***** Stored records *****

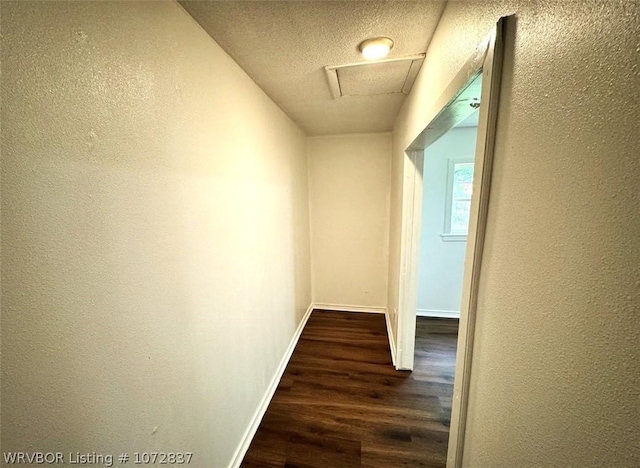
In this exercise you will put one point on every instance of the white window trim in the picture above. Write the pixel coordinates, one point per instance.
(447, 235)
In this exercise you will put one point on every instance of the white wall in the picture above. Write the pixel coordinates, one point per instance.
(441, 263)
(555, 378)
(154, 233)
(349, 200)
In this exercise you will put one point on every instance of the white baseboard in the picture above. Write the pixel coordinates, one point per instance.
(438, 313)
(349, 308)
(392, 341)
(241, 451)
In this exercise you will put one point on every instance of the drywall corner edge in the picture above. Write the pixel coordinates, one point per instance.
(392, 341)
(241, 451)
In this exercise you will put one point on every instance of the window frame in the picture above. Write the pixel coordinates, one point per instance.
(447, 235)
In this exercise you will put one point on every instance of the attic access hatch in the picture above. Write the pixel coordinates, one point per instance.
(386, 76)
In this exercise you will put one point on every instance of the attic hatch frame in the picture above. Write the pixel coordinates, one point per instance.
(333, 79)
(487, 63)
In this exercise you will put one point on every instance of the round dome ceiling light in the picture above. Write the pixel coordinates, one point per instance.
(375, 48)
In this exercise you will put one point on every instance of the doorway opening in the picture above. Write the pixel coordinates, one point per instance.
(447, 187)
(475, 87)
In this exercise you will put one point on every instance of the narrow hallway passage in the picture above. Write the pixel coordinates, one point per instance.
(341, 403)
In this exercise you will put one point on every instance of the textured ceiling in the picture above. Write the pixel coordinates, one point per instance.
(284, 47)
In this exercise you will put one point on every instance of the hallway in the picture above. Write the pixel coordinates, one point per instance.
(341, 403)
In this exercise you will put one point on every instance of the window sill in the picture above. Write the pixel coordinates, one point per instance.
(454, 237)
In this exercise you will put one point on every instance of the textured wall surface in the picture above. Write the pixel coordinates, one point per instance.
(441, 263)
(556, 379)
(155, 250)
(349, 203)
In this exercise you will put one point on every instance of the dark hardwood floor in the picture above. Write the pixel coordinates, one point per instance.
(340, 403)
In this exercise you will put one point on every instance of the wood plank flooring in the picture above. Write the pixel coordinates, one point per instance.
(340, 403)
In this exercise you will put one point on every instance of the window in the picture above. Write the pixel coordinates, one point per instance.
(458, 202)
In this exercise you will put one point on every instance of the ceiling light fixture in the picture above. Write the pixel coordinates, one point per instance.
(375, 48)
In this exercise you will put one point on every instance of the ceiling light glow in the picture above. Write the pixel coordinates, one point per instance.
(376, 48)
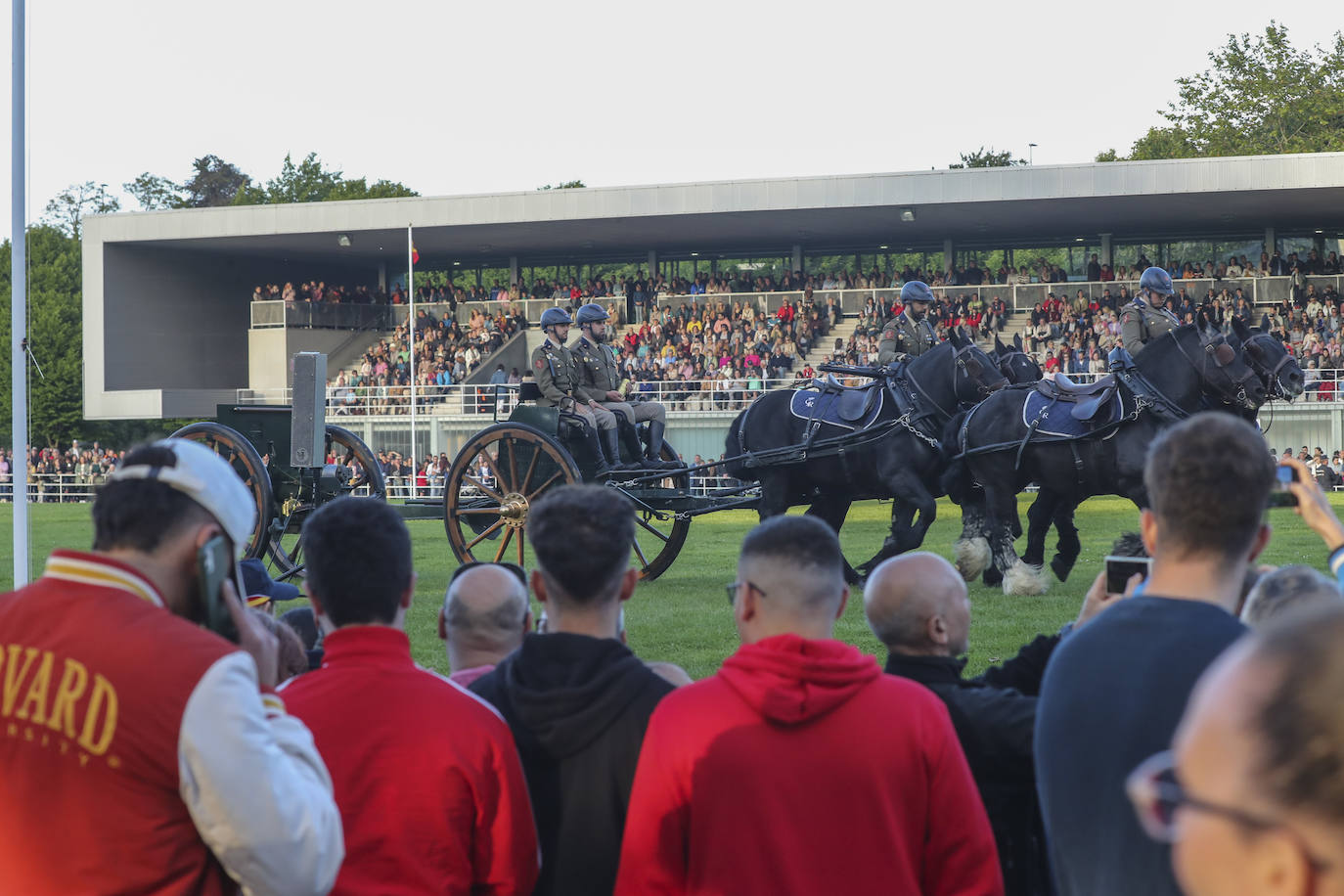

*****

Required work: Pick out each line above that contains the string "trim". Count a match only when its case is identical.

Result for this exercise:
In this exercise you will put one point on every instance of the white window trim in the picture above. Write the pixel coordinates, one point per instance.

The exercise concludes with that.